# PROBLEMS TO WORK ON
- 1) List each thing that the post about moving and the Affordable Care Act names as part of setting up life in a new place.
- 2) Please carry the post about moving and the Affordable Care Act forward from its final sentence.

# EXTRACTED TEXT
========

As some Say Ahhh! readers know, I recently moved across
the country with my husband and toddler.
It’s been more than three months, but we’re still searching our new
place for clothes or items that got lost in the shuffle.
Of course, part of moving is also setting up your life in
a new place –new bank accounts, health insurance plans, and, of course, doctors
and other health care providers. I
did my due diligence in January and took my daughter Maddie to her 15-month
appointment with a new pediatrician. When we were finished–with child care
immunization forms in hand!–I headed to the front to check out and pay the
usual co-pay. The receptionist waved
me out–“You don’t owe anything,” she said.
Excited, I remarked to my husband that we just
experienced a direct benefit of the Affordable Care Act. Insurers are now required to offer a
full range of preventive services, defined by the U.S. Preventive Care
Task Force, with no cost sharing for families.
(Later, of course, the wonk in me wondered: “Is my new
health plan grandfathered?”) It turns out that it was, which means it was exempt from ACA’s preventive
services provisions. Our HR
office did tell me that my insurer made the preventive care change in response
to the law, aligning it with requirements in other plans–so, OK, it’s not a
direct result but due to positive peer pressure, so I’ll still thank ACA for
the extra cash in my pocket!)

========

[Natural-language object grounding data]
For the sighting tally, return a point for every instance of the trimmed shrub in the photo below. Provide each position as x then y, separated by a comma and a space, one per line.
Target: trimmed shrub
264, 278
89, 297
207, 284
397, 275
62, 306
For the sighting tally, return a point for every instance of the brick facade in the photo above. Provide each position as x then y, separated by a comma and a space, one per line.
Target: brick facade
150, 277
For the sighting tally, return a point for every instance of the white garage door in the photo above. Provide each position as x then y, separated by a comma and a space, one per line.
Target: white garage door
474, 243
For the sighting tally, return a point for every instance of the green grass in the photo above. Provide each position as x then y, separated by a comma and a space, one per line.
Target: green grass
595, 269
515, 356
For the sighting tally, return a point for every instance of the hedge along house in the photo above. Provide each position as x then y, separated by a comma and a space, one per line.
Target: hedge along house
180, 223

========

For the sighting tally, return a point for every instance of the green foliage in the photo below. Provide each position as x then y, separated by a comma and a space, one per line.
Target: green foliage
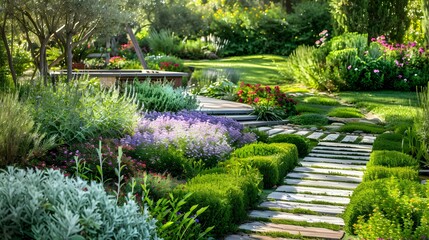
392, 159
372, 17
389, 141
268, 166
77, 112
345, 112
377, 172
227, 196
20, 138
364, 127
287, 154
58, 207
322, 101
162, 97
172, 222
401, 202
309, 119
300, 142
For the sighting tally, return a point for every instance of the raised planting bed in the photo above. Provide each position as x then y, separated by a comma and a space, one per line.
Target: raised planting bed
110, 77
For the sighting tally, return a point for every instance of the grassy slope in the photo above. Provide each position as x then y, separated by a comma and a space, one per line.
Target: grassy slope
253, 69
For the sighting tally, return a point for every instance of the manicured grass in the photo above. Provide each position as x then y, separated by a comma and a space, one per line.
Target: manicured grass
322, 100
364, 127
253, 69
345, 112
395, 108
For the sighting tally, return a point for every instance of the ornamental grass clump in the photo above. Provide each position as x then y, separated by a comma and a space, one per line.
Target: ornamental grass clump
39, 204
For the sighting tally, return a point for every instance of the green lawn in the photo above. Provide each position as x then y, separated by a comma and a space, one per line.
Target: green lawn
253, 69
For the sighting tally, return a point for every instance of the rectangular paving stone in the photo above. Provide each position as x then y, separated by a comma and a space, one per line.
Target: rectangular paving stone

========

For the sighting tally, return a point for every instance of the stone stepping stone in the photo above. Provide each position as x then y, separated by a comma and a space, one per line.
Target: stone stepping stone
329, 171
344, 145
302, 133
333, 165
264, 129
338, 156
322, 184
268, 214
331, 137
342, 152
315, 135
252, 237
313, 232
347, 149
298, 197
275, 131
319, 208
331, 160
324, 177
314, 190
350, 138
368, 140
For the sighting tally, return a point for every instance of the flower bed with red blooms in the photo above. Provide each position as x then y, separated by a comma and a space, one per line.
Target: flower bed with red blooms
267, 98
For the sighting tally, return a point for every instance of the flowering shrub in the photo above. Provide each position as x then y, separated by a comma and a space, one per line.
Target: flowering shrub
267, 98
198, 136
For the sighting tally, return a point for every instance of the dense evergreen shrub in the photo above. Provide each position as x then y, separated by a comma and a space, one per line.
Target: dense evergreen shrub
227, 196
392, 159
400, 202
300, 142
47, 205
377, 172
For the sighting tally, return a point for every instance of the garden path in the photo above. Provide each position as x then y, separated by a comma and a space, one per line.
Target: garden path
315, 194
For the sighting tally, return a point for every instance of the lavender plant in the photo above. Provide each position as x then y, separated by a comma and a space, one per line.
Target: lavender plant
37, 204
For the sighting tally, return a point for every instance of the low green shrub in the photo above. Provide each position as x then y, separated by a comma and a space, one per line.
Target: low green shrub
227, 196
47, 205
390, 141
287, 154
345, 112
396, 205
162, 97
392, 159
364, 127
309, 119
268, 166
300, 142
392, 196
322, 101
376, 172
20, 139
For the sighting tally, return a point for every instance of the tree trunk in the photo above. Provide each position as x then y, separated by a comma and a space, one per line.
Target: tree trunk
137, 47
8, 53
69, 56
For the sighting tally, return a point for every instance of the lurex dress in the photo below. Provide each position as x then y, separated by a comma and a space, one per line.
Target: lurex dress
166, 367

========

# ANSWER SET
- 1) New bank accounts; health insurance plans; doctors; other health care providers

- 2)
Whether or not my family benefitted directly, this is a
welcome change for so many low- and middle-income families who really need the
extra money in this tight economy, removing one more barrier to preventive
care. Of course, child health
advocates know that Medicaid and CHIP already do this–the programs have a long
history of providing affordable, preventive care services through EPSDT and
most CHIP benefits. The ACA
protects and builds upon these gains for kids by requiring private plans to offer
a full range of benefits with no cost sharing for families.
So how many children have actually gained access to
preventive care as a result?
According to a CCF fact sheet, released today:
More than half of the nation’s children have gained or
maintained access to cost-effective preventive care services as a result of the
Affordable Care Act. The ACA is already helping over 40 million children and
their families with better access to cost-effective preventive care through a
state Medicaid/CHIP program or private insurance plans.
The ACA has improved access to care in private plans by
expanding the quality of preventive services provided and removing cost
barriers for families.
- Almost 1 in 5 (18.5%) U.S. children can now access new
preventive services through their insurer.
- More than 1 in 8 (13.7%) of the nation’s children can
now receive preventive services at no cost to their families.
More than a third of children in the U.S. rely on
preventive care offered under Medicaid or CHIP. The Affordable Care Act
protects gains already made in Medicaid and CHIP for children and families.
How does this impact your state? The fact sheet includes
state-by-state data on the number and share of kids who have kept or improved
access to preventive services.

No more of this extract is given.